Show each line of the data in which the word "slate" appears, treating uppercase and lowercase as different.

------------

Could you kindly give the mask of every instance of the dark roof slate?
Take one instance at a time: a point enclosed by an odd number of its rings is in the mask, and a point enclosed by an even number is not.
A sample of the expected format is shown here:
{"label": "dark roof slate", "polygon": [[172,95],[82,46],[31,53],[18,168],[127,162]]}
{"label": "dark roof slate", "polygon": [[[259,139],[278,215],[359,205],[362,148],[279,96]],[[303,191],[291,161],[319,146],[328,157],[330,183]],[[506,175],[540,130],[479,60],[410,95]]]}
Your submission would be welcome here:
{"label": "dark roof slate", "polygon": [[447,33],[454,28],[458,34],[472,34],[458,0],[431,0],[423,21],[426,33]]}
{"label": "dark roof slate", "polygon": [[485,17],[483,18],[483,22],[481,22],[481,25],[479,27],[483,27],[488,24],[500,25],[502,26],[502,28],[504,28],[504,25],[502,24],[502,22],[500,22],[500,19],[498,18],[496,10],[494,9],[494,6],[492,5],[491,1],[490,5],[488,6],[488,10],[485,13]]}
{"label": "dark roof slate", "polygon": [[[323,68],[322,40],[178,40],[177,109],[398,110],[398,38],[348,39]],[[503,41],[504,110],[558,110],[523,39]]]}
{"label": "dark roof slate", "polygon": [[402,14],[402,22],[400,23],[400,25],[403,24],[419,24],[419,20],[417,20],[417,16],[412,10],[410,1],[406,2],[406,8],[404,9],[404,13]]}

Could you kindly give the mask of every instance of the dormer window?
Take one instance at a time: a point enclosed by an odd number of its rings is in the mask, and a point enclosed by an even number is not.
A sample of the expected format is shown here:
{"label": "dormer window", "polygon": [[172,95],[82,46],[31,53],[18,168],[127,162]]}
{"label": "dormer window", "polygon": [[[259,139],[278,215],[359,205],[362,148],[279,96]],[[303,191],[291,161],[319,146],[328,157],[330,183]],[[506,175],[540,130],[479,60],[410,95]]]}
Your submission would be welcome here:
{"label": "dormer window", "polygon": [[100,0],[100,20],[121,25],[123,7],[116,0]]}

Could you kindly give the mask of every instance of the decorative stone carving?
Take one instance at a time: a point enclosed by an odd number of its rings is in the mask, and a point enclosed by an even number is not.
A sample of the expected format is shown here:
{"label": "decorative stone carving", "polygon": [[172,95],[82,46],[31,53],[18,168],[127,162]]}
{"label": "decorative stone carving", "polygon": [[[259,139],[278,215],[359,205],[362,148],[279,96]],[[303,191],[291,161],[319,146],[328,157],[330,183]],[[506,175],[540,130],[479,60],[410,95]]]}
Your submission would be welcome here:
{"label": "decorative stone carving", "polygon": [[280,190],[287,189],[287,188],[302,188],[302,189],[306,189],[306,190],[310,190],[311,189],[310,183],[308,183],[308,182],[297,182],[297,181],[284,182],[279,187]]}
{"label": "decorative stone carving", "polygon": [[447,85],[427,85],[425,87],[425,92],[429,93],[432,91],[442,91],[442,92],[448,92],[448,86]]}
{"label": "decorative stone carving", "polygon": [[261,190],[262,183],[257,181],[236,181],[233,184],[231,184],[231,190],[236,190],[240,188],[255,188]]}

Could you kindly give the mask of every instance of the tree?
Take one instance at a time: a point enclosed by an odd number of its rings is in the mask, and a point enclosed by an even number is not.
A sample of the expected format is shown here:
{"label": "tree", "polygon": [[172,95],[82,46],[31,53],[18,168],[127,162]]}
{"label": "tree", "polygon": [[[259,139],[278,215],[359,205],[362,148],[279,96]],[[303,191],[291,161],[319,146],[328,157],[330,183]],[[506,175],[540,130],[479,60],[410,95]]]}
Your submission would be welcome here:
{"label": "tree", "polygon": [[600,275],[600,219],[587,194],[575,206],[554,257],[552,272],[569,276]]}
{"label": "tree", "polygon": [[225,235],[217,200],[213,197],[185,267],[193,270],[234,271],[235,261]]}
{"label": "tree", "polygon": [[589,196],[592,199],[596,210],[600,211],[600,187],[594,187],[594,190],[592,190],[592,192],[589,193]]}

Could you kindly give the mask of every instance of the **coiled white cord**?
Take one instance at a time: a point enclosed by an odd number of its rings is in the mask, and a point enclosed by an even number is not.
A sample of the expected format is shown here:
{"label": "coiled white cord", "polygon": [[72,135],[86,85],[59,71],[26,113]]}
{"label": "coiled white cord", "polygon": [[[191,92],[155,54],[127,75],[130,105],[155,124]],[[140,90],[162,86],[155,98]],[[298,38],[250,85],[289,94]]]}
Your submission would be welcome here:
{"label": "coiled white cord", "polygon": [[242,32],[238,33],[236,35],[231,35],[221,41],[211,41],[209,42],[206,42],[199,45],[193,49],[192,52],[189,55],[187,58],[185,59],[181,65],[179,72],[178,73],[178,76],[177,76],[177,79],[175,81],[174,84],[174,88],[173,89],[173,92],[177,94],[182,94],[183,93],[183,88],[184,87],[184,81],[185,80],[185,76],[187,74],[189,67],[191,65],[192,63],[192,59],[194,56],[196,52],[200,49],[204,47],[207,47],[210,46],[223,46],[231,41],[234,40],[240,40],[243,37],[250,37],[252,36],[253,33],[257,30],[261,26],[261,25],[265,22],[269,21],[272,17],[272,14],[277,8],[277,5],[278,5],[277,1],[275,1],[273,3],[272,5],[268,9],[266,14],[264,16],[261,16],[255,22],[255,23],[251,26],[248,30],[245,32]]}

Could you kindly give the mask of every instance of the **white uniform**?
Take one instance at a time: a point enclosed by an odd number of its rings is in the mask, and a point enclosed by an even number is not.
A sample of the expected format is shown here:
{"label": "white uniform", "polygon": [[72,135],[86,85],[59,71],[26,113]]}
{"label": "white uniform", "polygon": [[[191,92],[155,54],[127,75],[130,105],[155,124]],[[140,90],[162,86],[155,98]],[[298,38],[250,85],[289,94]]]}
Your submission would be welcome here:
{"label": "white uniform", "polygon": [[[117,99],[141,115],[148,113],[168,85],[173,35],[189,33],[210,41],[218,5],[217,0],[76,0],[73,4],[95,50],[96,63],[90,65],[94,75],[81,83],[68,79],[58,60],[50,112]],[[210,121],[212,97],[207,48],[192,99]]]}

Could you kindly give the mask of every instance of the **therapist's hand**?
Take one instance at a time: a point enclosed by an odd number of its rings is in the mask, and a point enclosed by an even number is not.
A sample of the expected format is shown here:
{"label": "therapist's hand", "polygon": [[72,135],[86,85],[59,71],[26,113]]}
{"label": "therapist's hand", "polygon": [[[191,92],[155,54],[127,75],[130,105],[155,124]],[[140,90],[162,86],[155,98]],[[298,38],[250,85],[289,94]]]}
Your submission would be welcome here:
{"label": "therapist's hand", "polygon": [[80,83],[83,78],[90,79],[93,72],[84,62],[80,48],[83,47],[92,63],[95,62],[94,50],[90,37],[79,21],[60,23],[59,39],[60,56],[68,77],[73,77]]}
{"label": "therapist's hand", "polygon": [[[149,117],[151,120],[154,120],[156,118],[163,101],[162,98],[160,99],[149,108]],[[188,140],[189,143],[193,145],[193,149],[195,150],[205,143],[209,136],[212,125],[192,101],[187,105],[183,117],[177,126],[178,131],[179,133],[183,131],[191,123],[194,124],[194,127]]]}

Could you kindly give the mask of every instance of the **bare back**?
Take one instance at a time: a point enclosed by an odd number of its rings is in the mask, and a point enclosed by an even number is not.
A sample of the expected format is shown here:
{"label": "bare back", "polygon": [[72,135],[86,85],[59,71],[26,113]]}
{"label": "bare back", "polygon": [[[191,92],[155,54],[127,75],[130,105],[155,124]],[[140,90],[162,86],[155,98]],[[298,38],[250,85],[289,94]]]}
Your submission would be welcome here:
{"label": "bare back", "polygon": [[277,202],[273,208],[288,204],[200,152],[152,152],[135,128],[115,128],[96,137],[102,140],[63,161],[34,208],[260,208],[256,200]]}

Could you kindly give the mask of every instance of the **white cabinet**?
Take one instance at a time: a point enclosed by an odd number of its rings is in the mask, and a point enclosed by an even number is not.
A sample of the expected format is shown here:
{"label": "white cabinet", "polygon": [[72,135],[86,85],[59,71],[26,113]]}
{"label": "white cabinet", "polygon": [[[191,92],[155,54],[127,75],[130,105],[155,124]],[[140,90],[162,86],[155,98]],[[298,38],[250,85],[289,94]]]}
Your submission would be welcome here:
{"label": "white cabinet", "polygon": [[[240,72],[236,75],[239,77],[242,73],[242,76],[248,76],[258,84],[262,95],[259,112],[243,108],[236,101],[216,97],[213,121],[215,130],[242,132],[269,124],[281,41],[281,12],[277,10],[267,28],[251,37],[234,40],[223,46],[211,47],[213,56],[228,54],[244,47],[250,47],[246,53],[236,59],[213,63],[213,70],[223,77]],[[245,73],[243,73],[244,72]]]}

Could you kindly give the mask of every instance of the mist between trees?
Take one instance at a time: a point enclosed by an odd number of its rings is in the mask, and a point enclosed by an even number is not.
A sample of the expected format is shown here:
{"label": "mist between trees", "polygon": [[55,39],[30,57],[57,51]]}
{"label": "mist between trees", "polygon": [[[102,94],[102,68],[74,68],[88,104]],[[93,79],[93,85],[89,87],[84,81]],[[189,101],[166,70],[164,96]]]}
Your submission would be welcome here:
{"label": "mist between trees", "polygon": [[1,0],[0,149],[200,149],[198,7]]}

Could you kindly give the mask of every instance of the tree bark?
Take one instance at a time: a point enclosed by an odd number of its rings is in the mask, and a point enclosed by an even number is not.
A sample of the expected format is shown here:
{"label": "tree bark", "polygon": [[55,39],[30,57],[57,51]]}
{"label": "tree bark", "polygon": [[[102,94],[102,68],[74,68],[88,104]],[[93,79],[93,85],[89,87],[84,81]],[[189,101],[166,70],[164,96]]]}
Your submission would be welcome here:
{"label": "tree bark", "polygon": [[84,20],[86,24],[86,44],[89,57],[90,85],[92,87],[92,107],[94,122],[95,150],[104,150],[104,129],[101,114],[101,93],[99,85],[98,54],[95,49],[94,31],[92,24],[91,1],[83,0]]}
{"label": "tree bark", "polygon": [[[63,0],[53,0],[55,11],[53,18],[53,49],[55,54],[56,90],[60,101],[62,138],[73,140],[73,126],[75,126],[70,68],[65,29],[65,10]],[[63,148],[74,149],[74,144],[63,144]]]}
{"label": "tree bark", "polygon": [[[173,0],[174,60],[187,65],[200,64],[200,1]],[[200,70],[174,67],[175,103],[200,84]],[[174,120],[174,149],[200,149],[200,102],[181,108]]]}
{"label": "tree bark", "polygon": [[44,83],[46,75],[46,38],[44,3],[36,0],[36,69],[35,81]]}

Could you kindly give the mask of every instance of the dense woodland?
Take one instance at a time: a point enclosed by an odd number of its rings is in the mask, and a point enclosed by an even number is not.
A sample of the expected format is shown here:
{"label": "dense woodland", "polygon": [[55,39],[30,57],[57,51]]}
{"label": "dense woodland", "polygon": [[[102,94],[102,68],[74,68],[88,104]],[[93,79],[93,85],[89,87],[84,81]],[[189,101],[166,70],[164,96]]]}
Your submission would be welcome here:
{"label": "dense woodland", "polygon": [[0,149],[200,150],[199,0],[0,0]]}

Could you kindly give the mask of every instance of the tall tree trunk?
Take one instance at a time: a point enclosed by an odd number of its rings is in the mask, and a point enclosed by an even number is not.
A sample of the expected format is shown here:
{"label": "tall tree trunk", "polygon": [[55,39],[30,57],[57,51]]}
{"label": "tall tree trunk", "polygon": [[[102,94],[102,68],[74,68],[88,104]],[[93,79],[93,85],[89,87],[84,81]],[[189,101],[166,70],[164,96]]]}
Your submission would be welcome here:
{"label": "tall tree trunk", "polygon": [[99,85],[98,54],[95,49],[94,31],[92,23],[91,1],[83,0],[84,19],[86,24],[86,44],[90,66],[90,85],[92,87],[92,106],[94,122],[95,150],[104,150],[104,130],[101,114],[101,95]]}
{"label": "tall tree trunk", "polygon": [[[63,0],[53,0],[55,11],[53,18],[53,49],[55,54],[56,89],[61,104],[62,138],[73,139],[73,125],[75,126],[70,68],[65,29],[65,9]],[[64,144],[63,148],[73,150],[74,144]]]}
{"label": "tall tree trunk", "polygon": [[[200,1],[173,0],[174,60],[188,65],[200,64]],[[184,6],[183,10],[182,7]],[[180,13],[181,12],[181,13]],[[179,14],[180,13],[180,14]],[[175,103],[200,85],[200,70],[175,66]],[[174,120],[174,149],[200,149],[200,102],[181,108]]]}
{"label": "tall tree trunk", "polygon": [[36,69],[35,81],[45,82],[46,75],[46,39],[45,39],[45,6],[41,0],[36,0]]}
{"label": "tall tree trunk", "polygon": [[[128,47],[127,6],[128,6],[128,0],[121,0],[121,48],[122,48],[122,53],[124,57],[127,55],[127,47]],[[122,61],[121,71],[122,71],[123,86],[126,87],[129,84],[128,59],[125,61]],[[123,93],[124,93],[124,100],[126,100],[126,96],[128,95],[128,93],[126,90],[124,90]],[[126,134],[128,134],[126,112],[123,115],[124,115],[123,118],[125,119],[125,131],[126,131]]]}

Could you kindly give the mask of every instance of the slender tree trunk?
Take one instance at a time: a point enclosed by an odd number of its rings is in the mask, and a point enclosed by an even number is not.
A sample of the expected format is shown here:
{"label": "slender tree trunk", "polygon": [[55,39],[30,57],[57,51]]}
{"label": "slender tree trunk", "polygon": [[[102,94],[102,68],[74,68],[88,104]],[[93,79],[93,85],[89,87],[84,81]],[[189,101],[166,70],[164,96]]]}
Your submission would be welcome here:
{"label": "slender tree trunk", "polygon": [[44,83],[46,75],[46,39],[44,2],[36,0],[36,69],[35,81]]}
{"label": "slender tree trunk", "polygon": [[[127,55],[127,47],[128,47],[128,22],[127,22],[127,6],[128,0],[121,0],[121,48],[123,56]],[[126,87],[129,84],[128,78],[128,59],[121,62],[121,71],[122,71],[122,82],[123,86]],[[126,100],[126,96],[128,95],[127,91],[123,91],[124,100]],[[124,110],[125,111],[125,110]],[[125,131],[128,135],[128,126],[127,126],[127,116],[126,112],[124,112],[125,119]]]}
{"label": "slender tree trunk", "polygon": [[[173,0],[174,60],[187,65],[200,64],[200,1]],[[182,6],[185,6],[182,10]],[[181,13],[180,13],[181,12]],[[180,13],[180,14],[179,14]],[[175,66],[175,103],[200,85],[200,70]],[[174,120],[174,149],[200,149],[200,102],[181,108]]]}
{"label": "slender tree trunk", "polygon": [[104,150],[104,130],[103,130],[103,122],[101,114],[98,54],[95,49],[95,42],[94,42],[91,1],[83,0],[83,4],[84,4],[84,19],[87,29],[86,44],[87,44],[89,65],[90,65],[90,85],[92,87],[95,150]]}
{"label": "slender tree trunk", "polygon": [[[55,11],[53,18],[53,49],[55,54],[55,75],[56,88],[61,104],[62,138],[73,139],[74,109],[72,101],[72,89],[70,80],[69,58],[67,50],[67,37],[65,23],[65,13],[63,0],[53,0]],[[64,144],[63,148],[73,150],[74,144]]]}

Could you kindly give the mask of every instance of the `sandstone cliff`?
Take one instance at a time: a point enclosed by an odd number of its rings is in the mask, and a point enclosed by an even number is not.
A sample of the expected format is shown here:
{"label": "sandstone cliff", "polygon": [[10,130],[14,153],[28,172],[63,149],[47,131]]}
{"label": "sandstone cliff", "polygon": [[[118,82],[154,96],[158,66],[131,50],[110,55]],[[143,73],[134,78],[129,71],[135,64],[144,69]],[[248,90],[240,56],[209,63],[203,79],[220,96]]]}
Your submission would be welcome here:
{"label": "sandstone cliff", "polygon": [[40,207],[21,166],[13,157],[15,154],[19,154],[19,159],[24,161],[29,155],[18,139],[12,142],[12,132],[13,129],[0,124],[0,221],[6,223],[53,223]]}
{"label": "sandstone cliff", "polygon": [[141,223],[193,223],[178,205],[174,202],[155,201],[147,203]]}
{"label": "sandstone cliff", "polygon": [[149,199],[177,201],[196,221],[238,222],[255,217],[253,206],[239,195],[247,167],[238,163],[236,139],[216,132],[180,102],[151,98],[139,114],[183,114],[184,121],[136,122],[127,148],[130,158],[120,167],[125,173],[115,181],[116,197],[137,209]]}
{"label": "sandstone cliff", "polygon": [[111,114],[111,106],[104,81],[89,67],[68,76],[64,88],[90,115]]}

------------

**EXERCISE SOLUTION**
Could you kindly give the mask of every instance of the dark roof slate?
{"label": "dark roof slate", "polygon": [[172,95],[82,46],[31,53],[18,168],[127,162]]}
{"label": "dark roof slate", "polygon": [[[259,139],[278,215],[359,205],[362,148],[279,96]],[[303,191],[291,161],[319,146],[328,157],[330,183]],[[506,175],[540,130],[479,60],[410,95]]]}
{"label": "dark roof slate", "polygon": [[447,33],[454,28],[458,34],[472,34],[458,0],[431,0],[423,21],[426,33]]}
{"label": "dark roof slate", "polygon": [[485,17],[483,18],[483,22],[481,22],[481,25],[479,27],[483,27],[488,24],[500,25],[502,26],[502,28],[504,28],[504,25],[502,24],[502,22],[500,22],[500,19],[498,18],[496,10],[494,9],[494,6],[492,5],[491,1],[490,5],[488,6],[488,10],[485,13]]}
{"label": "dark roof slate", "polygon": [[[323,68],[322,40],[178,40],[177,109],[398,110],[398,38],[348,39]],[[503,41],[504,110],[558,110],[523,39]]]}
{"label": "dark roof slate", "polygon": [[402,14],[402,22],[400,23],[400,25],[403,24],[419,24],[419,20],[417,20],[417,16],[412,10],[410,1],[406,2],[406,8],[404,9],[404,13]]}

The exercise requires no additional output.